*** SUPPLIED INFORMATION ***

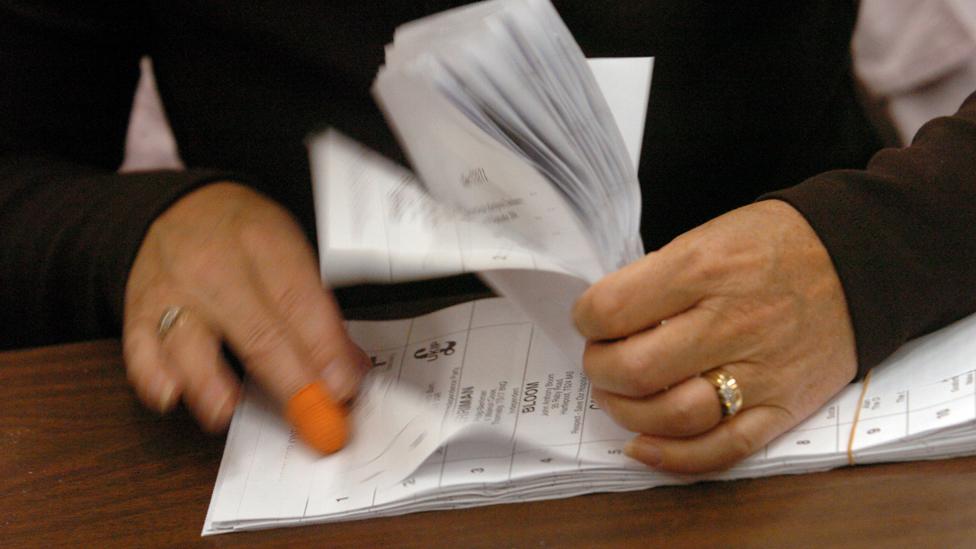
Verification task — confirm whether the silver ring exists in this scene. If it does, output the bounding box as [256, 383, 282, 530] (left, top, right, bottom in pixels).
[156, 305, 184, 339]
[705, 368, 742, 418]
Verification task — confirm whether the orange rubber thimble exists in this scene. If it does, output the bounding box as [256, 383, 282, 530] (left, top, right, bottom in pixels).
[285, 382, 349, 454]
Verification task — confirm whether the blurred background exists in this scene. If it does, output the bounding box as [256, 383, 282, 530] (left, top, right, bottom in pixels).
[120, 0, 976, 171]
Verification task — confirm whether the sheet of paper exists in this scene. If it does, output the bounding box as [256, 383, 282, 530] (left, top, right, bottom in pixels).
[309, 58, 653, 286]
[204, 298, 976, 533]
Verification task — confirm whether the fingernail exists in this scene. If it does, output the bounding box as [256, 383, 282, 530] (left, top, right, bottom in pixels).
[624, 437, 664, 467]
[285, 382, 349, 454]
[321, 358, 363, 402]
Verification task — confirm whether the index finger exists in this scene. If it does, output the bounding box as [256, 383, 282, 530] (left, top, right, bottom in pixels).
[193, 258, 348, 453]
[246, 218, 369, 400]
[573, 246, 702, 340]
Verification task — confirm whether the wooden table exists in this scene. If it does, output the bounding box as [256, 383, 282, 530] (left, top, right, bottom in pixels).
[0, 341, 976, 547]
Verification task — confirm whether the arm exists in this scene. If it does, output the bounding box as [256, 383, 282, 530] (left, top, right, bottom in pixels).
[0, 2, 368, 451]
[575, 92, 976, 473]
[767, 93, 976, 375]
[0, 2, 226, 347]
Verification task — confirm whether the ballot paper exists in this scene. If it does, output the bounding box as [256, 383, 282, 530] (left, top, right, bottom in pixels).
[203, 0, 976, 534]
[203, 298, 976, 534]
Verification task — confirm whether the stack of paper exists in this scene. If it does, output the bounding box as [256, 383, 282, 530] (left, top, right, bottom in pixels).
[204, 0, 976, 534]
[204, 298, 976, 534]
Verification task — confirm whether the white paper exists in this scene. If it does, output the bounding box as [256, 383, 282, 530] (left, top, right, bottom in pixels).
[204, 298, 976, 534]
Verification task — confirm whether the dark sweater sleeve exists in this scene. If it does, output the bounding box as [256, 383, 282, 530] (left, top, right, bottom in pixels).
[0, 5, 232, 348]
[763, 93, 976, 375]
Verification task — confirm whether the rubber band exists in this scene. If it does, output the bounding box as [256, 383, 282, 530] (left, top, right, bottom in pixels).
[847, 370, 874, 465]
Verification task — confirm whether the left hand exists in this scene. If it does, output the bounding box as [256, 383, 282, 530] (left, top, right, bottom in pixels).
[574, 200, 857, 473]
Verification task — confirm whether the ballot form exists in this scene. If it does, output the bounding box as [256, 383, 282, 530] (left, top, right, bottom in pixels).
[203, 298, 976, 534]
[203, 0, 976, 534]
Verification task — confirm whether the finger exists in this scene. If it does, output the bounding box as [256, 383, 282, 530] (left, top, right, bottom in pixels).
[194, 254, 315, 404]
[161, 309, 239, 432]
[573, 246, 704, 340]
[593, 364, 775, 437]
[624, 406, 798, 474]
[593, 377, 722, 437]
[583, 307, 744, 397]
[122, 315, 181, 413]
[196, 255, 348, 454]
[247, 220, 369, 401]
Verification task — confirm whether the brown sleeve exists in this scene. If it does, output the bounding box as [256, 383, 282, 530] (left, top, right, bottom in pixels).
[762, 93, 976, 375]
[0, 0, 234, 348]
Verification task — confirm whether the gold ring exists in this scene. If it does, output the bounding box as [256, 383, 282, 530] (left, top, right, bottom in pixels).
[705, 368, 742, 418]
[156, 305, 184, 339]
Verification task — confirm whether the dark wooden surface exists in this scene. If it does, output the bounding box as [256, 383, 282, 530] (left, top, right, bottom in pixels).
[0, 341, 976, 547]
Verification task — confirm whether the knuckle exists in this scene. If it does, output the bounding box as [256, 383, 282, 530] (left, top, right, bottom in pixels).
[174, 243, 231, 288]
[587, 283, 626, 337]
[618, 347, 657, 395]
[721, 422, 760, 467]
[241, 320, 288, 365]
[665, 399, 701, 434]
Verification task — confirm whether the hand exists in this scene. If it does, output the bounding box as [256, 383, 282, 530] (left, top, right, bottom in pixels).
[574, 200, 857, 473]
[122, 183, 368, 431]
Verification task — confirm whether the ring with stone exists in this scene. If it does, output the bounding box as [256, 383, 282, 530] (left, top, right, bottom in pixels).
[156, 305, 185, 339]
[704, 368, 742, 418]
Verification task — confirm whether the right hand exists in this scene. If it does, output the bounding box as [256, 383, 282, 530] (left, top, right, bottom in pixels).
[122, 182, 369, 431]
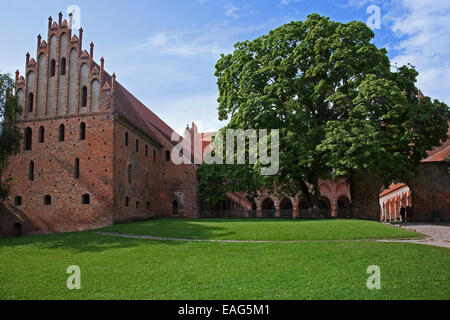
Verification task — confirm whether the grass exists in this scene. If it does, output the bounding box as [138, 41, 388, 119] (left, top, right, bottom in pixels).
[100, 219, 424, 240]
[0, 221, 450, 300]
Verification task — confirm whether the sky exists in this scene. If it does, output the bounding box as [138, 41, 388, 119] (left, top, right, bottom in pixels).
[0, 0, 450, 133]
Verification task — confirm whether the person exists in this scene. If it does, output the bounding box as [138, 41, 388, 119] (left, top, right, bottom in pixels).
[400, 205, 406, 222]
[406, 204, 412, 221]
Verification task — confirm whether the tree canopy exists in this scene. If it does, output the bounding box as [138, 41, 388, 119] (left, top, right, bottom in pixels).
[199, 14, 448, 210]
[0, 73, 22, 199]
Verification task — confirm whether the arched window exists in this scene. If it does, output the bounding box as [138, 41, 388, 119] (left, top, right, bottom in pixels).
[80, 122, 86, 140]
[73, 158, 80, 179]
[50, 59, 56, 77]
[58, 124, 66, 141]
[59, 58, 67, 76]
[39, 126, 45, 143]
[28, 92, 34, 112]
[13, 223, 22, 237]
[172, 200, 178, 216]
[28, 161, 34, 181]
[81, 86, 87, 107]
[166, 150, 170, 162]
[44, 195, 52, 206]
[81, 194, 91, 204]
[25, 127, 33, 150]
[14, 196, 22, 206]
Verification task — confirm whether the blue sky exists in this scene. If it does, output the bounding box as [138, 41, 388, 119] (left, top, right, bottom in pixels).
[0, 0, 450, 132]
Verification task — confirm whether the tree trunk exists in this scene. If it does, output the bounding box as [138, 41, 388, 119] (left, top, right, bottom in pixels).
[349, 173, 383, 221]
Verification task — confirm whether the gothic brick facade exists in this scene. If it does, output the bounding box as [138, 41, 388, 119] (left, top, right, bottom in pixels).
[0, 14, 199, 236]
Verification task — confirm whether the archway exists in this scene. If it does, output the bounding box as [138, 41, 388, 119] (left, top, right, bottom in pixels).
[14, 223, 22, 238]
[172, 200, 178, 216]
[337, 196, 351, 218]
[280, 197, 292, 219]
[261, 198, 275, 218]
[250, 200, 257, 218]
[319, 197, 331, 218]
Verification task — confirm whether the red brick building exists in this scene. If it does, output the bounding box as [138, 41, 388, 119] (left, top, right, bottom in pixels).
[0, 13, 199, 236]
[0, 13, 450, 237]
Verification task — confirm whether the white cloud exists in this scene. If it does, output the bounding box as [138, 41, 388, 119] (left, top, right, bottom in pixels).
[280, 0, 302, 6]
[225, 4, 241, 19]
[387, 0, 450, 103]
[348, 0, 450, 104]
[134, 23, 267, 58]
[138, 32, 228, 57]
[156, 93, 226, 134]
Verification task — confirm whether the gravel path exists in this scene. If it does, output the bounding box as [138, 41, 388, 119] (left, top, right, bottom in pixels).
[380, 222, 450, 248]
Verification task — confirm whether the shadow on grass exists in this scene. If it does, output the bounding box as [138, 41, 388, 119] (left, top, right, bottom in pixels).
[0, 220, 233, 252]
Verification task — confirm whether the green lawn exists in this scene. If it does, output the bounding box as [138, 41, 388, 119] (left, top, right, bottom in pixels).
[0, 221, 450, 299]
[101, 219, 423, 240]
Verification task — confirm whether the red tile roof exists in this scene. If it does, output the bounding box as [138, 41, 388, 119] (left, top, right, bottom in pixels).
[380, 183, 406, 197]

***
*** SUPPLIED INFORMATION ***

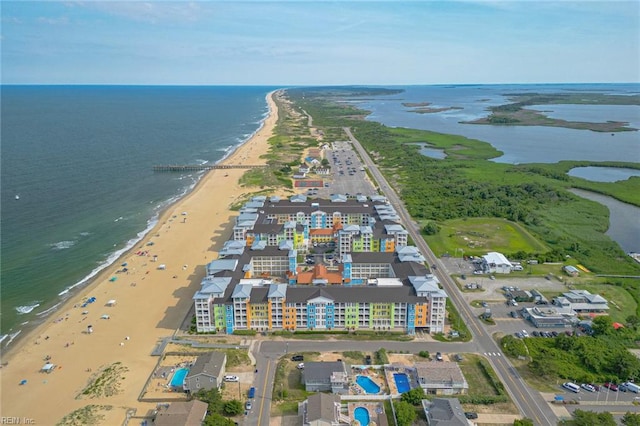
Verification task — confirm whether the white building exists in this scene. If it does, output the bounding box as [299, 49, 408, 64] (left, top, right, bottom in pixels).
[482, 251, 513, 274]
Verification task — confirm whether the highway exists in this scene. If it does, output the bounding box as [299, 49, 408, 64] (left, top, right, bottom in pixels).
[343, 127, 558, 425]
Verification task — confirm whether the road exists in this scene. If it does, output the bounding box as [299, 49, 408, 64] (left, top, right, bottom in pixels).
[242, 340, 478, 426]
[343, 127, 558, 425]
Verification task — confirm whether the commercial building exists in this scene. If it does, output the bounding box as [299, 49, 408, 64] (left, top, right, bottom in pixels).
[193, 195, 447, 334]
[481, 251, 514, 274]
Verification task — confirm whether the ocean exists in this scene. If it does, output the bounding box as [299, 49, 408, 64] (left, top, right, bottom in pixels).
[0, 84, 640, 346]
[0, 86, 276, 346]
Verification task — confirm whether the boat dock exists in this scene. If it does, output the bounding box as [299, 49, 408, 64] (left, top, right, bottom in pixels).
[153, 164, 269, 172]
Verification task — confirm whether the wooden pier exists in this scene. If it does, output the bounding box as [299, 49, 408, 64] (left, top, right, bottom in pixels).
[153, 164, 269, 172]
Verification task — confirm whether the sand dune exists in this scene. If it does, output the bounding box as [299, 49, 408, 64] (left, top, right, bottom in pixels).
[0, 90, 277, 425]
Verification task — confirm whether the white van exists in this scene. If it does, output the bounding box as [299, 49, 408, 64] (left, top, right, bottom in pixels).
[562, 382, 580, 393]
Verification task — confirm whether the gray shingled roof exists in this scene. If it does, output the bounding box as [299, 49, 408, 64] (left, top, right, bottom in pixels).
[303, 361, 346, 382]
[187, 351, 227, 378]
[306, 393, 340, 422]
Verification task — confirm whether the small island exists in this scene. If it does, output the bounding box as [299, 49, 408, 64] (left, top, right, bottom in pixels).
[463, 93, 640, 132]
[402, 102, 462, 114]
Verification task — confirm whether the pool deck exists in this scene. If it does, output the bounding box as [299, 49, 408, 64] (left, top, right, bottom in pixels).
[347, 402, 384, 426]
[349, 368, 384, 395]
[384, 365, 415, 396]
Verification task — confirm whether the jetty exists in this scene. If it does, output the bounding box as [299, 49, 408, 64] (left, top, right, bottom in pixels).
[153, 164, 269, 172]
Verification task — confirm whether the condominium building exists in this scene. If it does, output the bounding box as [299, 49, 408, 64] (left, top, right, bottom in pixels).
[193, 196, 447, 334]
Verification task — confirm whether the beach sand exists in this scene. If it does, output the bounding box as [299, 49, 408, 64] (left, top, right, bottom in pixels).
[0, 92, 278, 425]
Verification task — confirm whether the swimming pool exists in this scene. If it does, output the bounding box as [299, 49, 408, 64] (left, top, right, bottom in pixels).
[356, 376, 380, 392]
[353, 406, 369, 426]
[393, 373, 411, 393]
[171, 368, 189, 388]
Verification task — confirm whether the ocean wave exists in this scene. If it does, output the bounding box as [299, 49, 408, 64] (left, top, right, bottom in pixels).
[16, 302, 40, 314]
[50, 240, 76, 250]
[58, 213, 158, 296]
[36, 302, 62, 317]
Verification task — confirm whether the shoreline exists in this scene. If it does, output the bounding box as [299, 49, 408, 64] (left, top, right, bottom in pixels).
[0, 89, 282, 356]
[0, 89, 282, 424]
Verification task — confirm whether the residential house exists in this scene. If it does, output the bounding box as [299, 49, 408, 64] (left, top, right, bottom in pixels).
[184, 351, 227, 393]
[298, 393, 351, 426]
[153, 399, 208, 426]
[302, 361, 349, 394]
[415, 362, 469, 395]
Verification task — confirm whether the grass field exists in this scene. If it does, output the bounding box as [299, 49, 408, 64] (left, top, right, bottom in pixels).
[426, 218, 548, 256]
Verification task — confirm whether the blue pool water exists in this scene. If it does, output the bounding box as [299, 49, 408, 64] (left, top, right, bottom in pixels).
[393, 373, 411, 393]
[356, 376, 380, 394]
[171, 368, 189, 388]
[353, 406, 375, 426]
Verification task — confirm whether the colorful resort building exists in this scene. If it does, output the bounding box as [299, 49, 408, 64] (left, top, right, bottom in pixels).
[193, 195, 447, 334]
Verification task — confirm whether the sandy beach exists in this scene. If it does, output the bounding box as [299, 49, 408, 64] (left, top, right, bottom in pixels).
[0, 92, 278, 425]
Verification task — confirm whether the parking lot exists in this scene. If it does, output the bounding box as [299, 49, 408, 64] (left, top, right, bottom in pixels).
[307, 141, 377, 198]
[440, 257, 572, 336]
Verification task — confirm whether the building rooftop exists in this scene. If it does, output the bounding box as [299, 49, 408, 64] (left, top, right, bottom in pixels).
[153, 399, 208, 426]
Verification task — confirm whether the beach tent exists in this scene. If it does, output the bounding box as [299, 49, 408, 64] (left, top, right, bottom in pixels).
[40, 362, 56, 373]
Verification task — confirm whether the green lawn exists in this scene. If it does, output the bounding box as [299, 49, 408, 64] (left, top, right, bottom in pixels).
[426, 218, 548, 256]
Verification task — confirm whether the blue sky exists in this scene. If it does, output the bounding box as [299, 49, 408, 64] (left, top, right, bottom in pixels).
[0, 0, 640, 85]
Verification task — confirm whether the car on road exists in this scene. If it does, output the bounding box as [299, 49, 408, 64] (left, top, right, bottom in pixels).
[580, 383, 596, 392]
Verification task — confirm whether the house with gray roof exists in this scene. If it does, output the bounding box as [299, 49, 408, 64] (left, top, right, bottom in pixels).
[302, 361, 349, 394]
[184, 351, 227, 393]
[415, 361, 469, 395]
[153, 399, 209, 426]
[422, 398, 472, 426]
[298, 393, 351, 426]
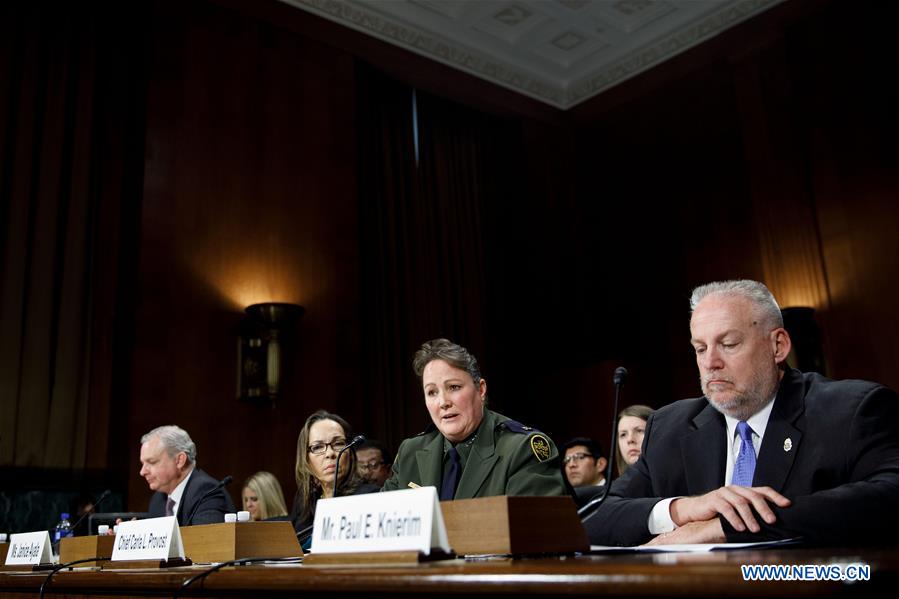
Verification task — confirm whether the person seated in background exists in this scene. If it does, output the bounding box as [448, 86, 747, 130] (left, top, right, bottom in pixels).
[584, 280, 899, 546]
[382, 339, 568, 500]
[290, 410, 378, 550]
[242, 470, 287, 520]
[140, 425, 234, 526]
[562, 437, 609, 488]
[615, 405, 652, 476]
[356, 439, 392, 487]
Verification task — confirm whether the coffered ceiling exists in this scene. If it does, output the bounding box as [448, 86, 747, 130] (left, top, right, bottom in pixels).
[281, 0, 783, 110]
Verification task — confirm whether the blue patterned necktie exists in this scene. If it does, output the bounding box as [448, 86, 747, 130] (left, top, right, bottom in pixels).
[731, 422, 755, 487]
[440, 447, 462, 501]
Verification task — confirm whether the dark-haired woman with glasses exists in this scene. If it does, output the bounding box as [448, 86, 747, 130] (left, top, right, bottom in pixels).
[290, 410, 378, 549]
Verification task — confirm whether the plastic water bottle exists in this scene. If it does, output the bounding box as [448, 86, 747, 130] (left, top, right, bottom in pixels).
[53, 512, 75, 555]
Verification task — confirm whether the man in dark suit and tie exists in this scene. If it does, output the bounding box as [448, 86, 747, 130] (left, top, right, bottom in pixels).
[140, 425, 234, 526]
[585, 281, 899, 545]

***

## EXERCISE:
Give every line of the records from the line containing "Verification task — confirm whether the person exists" down to the line containing "[406, 204, 412, 221]", both included, as a JSON list of strings with one string per line and blank lines left out.

## SOLUTION FOR THIS PROBLEM:
[
  "Verification task — confirm whether the person exists in this scene. If it does, output the bounding box as [138, 41, 388, 119] (left, top, right, bottom in pixels).",
  "[400, 205, 406, 222]",
  "[406, 204, 412, 221]"
]